Given problem: Rewrite every line from the line with "trace --target dark" up to and including the line with "[[[66,141],[67,108],[0,111],[0,168]]]", requests included, and add 127 to each coordinate in the answers.

----

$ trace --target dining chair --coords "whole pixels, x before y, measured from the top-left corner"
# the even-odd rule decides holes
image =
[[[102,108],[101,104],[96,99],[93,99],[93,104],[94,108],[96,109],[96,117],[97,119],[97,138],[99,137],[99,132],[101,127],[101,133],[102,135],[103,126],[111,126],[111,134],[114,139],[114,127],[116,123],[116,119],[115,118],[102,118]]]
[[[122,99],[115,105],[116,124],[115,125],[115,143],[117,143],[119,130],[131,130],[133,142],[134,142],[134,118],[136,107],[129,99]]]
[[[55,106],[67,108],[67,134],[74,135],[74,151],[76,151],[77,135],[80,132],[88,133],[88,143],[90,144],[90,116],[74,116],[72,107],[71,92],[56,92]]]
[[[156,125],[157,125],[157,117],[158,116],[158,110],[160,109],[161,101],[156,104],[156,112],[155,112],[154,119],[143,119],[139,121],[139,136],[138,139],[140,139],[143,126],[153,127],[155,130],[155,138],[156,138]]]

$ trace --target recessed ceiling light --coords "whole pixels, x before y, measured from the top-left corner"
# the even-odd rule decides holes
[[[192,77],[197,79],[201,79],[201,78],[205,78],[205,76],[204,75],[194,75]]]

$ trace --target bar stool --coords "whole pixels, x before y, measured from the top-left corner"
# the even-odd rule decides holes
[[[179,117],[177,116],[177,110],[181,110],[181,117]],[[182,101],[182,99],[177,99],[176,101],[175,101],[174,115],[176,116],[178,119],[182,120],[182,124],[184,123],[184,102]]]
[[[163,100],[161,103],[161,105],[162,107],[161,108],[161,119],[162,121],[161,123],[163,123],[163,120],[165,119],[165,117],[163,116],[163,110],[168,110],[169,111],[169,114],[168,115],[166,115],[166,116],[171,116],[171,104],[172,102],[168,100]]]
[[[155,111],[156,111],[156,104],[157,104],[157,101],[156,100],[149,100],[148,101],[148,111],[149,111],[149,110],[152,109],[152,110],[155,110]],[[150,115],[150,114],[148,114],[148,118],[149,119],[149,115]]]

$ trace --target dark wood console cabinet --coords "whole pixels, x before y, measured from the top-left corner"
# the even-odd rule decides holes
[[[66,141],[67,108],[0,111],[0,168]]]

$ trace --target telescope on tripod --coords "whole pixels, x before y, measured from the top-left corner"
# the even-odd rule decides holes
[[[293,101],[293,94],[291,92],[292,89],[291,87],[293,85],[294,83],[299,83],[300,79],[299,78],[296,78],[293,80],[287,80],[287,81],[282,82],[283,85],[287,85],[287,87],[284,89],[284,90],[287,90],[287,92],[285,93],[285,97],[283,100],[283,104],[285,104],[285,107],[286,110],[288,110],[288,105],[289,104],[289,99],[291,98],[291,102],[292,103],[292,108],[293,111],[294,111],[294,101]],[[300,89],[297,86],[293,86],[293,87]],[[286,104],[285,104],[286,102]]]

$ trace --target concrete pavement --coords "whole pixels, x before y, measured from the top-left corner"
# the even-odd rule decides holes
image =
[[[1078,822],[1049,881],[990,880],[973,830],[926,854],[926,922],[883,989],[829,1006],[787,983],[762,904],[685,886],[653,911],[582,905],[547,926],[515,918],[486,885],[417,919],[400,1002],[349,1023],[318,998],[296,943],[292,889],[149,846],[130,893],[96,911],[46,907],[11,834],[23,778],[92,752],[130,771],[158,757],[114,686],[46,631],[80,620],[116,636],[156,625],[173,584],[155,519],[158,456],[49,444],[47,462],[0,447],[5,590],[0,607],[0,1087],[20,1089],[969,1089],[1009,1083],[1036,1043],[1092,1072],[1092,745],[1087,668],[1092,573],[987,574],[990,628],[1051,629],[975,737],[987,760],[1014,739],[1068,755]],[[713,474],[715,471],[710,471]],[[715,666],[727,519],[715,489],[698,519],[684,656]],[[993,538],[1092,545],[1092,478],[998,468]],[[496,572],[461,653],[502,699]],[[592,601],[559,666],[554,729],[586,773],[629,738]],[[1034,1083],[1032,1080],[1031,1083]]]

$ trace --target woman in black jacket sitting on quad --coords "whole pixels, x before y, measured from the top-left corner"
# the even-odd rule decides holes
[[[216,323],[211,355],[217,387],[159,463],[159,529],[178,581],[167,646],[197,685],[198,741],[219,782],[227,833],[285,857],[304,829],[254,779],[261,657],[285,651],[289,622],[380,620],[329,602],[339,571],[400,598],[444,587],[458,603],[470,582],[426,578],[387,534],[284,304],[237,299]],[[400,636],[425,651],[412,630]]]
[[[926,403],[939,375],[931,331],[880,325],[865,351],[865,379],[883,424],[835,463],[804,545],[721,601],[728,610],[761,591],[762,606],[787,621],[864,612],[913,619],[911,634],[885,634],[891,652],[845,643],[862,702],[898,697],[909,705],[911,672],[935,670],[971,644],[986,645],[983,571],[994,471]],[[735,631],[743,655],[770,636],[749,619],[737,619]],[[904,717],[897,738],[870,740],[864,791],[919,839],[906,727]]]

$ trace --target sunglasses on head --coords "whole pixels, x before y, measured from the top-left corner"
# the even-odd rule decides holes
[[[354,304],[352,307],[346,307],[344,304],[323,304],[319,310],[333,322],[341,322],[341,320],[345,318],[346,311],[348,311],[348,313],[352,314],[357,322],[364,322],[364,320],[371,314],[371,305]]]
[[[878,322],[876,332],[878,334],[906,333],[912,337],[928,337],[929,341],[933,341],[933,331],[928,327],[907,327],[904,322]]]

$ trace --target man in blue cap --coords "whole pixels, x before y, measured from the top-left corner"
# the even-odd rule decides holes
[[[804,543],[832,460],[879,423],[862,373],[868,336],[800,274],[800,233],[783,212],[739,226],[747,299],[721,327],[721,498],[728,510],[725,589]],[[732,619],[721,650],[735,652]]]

----

Response:
$ trace --target dark wood console cabinet --coords "whole pixels, x before y, measured from the top-left corner"
# the even-odd rule decides holes
[[[193,268],[194,235],[127,238],[127,295]]]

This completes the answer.